Effect sizes for group differences in binary outcomes in GMA, although not in the d metric, are computed almost exactly as for continuous ones. However, with such categorical data, GMA--like logistic regression--models logits (transformed probabilities) instead of raw scores (Raudenbush & Bryk, 2002). The regression coefficient for the treatment effect (b) thus represents the difference between the groups in rate of change per unit of time in logits. The b for is multiplied by duration to yield the model-derived estimates for the difference between groups in means of the logits at the end of the study, which can be exponentiated to yield the GMA OR (Feingold, 2013; Hosmer & Lemeshow, 2000). The estimation of CI for the GMA OR entails a slightly different transformation process than that used for GMA d. Each of the CLs of b is multiplied by duration, and the CI for GMA OR is estimated by exponeniating each of these two products.

More than two groups

A priori comparisons or contrasts (Rosenthal, Rosnow, Rubin, 2000) can be used to obtain separate coefficients in a GMA for the end of study difference in slopes for each planned comparison. In a randomized clinical trial with three groups, for example, one contrast might compare the trajectories of patients receiving two different treatments and a second contrast could compare the trajectory of participants receiving any treatment with that of the control group. Thus, instead of a single coefficient for the group effect, multiple coefficients for treatment effects would be obtained in each model (one per contrast). A separate GMA d (along with a contrast-specific CI and v) can be estimated from the unstandardized coefficient associated with each contrast.
+++++
__What needs to be done__:
Can you continue the passage on GMA effect sizes, picking up right after its last sentence?

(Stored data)
+++++
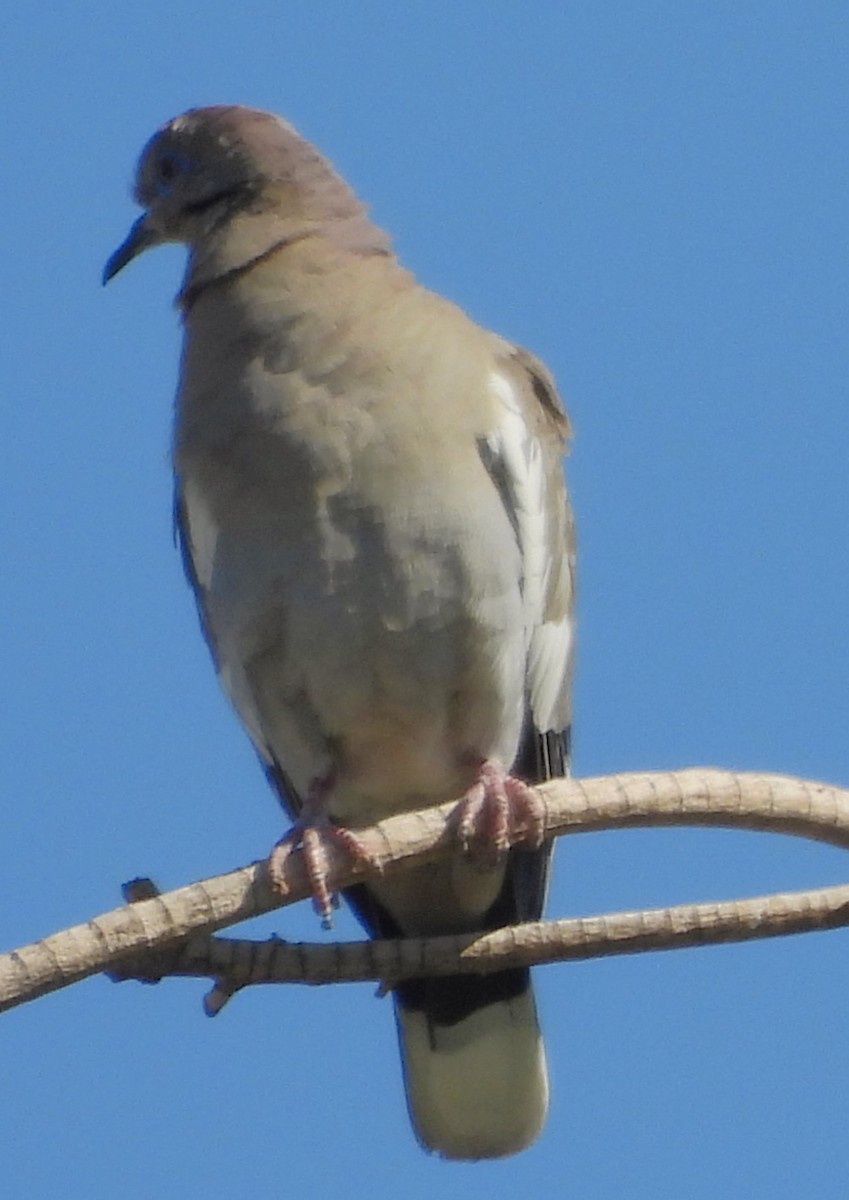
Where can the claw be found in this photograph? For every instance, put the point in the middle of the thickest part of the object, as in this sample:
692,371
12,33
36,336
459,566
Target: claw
314,833
494,807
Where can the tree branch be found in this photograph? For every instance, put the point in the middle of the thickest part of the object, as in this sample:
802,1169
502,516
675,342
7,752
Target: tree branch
694,797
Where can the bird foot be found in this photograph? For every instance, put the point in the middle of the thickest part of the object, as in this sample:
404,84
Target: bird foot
494,807
315,834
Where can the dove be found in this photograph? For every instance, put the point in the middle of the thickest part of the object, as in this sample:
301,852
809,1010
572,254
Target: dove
371,504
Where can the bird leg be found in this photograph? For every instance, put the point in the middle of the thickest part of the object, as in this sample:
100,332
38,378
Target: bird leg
495,805
314,831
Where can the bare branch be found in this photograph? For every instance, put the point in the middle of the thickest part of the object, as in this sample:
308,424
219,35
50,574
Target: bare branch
694,797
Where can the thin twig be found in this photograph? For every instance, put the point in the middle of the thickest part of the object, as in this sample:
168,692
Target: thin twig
696,797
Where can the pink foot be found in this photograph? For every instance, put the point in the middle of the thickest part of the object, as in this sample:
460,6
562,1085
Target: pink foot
314,833
495,805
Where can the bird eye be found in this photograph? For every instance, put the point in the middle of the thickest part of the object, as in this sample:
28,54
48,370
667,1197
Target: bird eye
168,167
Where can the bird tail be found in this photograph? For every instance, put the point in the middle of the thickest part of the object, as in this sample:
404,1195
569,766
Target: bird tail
476,1087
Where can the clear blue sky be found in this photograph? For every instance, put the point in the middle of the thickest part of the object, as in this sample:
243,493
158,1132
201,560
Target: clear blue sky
652,197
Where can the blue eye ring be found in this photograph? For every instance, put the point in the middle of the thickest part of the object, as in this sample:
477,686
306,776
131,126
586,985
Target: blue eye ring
168,168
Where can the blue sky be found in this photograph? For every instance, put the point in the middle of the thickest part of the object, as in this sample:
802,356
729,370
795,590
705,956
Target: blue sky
652,197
+++++
__Written answer__:
Cluster-randomized designs

In some randomized clinical trials, groups or dyads of individuals (clinics, therapy groups) are randomly assigned to conditions and every participant in the group (called a cluster) either receives or does not receive the treatment. The lack of independence among subjects within clusters requires use of a cluster-randomized design (Hedges, 2007, 2009), which may include repeated measures collected over the course of study that can be examined with GMA. The data then take on a hierarchical structure in which the repeated measures are nested within individuals who are nested within clusters, which can be examined with a 3-Level MLM model (Raudenbush & Bryk, 2002). In a cluster-randomized repeated-measures design, the intervention is administered to Level-3 units (clusters) in a 3-Level model rather than to Level-2 units (the individuals). The calculation of GMA d, and its v and CI, would use the same equations but the coefficient associated with the treatment effect (and its SE) would be obtained at Level 3 rather than Level 2 (for more details, see Feingold, in 2013; see Hedges, 2007, 2009, for calculation of the appropriate SD for cluster-randomized designs).

Multi-site studies

Multi-site studies are similar to cluster-randomized studies in that multiple independent data sets are used in both designs but participants are randomized to conditions within clusters in the former. Data from multi-site GMA studies would also be examined with a 3-Level GMA model but the treatment effect would be observed at Level 2. The treatment effect is the mean regression coefficient (i.e., averaged across sites) and its transformed GMA d is the average effect size. This design is conceptually similar to meta-analysis, except that meta-analysts typically work with independently conducted studies and convert findings to standardized effect sizes before rather than after synthesizing them because of typical variations in measurement of outcomes across independent studies.

Moderation of treatment effects

The treatment effect may be moderated by observed or latent factors. When interactions of treatment with moderating categorical variables (e.g., gender, race) are observed, GMA ds (and their associated vs and CIs) that are the equivalent of simple effects in ANOVA can be determined (see Feingold, 2013, for equations).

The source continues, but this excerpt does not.